__Quoted passage__:

□ □ □ □ □

# K&N and Injen CAI comparison



## ErikBEggs (Aug 20, 2011)

MackenzieLTZ said:


> Now Injen voids warranty, and needs a tune-up afterwards (maybe that's just the SRI) it replaces the old one, so it's apparently better.
> My myself I've used K&N products for everything, but I need an honest review, so which one is over all better for my car?


This is incorrect. My service guys specifically told me my powertrain warranty would be just fine. As long as you disconnect the battery before installation the ECU will make all the necessary changes regardless of if you are stock or tuned. The CAI set-up is the way to go. It makes a big difference in the warmer months and smooths out the power delivery when you push this little engine. SRI does not add much over the stock set up. Both should increase your gas mileage roughly 5%. Here is a picture of mine in the engine bay (it looks cool too!)


----------



## XtremeRevolution (Jan 19, 2012)

I have the same Injen as Erik has, and I can honestly say I prefer it in CAI mode than in SRI mode. I'll be switching it back soon. 

I personally think you get a whole lot more for your money with the Injen intake. I don't have a tune and didn't need one to install the intake.


----------



## OnlyTaurus (Mar 20, 2012)

□ □ □ □ □

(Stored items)
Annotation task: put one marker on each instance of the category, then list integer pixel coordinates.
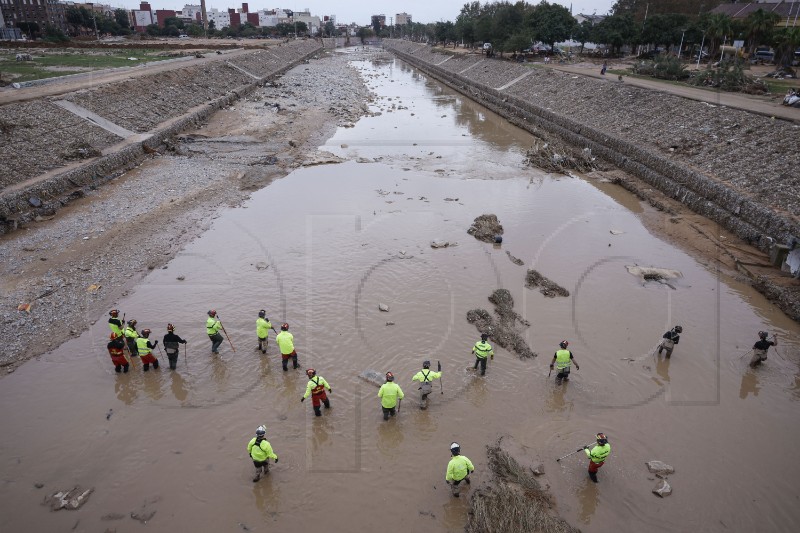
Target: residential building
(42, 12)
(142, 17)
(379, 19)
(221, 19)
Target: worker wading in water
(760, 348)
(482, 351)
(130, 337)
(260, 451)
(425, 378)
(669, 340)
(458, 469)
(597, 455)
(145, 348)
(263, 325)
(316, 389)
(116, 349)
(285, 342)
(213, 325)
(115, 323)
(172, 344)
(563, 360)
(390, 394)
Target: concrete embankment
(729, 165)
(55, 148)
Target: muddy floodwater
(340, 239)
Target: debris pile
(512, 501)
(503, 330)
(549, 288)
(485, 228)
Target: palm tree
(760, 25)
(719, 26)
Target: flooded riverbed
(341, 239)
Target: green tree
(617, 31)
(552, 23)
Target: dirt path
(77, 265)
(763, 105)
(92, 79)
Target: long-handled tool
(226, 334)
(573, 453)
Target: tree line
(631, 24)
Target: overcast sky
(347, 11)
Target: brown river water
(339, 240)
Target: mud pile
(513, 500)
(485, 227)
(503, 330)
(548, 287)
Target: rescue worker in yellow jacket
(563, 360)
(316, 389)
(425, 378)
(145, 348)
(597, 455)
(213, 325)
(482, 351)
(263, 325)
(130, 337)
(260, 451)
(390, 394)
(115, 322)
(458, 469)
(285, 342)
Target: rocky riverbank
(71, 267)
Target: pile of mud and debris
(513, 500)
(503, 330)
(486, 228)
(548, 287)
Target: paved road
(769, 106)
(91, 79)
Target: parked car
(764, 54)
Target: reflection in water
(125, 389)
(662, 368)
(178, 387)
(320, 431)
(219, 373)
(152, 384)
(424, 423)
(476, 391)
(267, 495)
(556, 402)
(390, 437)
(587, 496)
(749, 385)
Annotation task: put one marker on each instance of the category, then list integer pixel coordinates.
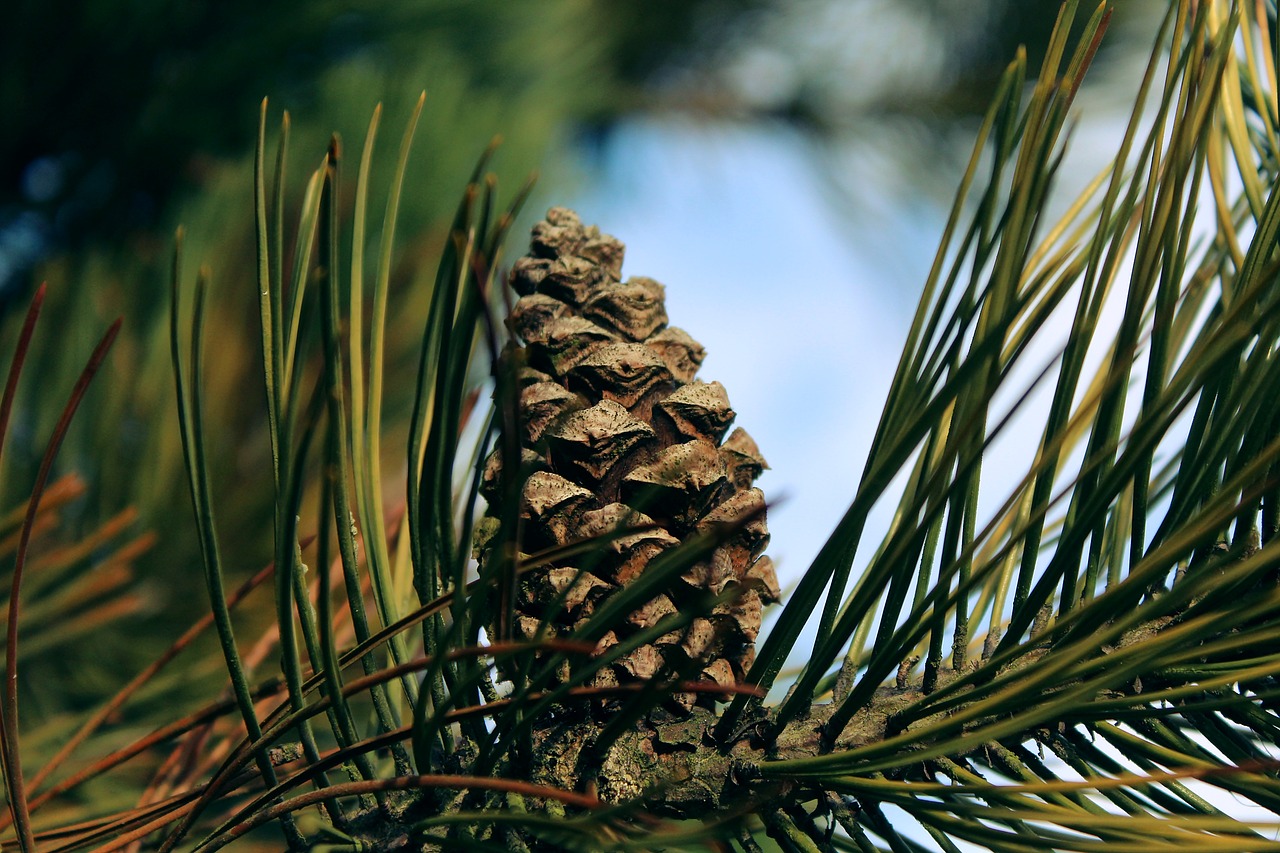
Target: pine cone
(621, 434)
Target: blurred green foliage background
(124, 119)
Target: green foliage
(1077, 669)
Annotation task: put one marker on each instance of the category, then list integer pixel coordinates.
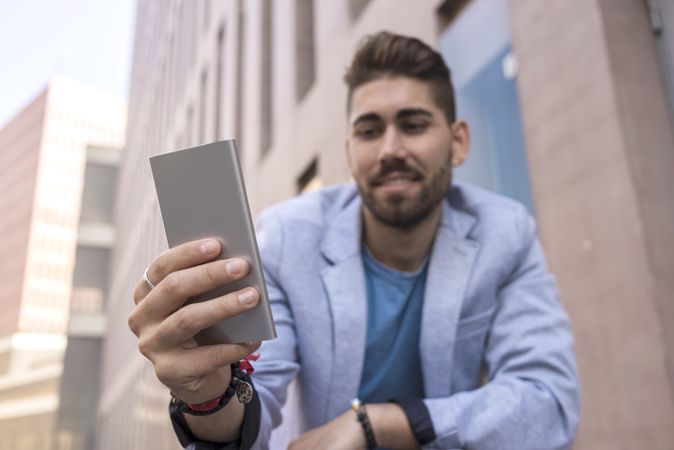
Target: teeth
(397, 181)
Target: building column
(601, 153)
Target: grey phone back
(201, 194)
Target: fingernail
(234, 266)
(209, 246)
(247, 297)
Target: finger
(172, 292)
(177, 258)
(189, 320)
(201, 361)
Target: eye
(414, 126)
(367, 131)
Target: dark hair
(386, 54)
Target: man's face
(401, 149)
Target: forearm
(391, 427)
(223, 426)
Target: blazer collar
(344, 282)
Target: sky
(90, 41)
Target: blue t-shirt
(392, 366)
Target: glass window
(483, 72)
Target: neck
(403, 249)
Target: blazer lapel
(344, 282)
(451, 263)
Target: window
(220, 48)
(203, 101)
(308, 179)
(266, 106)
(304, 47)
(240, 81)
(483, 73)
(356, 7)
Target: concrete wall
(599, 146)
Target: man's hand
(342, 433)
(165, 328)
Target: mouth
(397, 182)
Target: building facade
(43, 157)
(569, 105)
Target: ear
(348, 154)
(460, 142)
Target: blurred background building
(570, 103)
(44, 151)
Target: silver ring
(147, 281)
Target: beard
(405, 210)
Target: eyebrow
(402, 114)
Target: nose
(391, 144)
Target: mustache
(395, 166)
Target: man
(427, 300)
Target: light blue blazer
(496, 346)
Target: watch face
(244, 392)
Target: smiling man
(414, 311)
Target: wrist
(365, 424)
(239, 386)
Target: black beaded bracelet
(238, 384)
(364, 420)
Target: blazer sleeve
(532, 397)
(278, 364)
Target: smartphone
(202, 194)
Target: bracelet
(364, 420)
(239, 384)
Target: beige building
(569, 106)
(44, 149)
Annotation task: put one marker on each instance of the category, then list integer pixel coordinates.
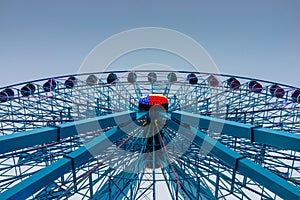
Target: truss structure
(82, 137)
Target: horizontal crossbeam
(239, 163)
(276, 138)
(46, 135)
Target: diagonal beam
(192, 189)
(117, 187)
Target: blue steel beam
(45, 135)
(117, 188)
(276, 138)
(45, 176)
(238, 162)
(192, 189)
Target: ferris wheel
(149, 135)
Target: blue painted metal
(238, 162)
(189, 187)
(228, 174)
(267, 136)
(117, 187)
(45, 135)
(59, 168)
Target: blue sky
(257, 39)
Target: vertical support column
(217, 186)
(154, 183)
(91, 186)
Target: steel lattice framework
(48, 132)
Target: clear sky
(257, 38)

□ □ □ □ □

Continue the K&N and Injen intake thread from where it stops.

__Result__:
This is a battle that will go to no end... really its all about preference.

I have the K&N, and prefer it over a CAI for many reason, both guys above should already know my side of the argument. 

Sent from my DROID BIONIC using AutoGuide.Com Free App


----------



## matt638 (Oct 15, 2012)

has anyone tried ZZP's intake!?


----------



## MackenzieLTZ (Oct 18, 2012)

From what I've read, the Injen replaces more of the old CAI too than the K&N, so its better. But once again, I've only read this, not sure if it is true or not.
I was leaning towards a K&N, but the more I read on the Injen, the more I like it. And the CAI, not the SRI


----------



## NBrehm (Jun 27, 2011)

IMO they are both good decorations, but apart from looking good and making more noise, they won't make a difference worth the cost on a stock car, it is a VERY small engine. Save your money and get a tune.


----------



## XtremeRevolution (Jan 19, 2012)

MackenzieLTZ said:


> From what I've read, the Injen replaces more of the old CAI too than the K&N, so its better. But once again, I've only read this, not sure if it is true or not.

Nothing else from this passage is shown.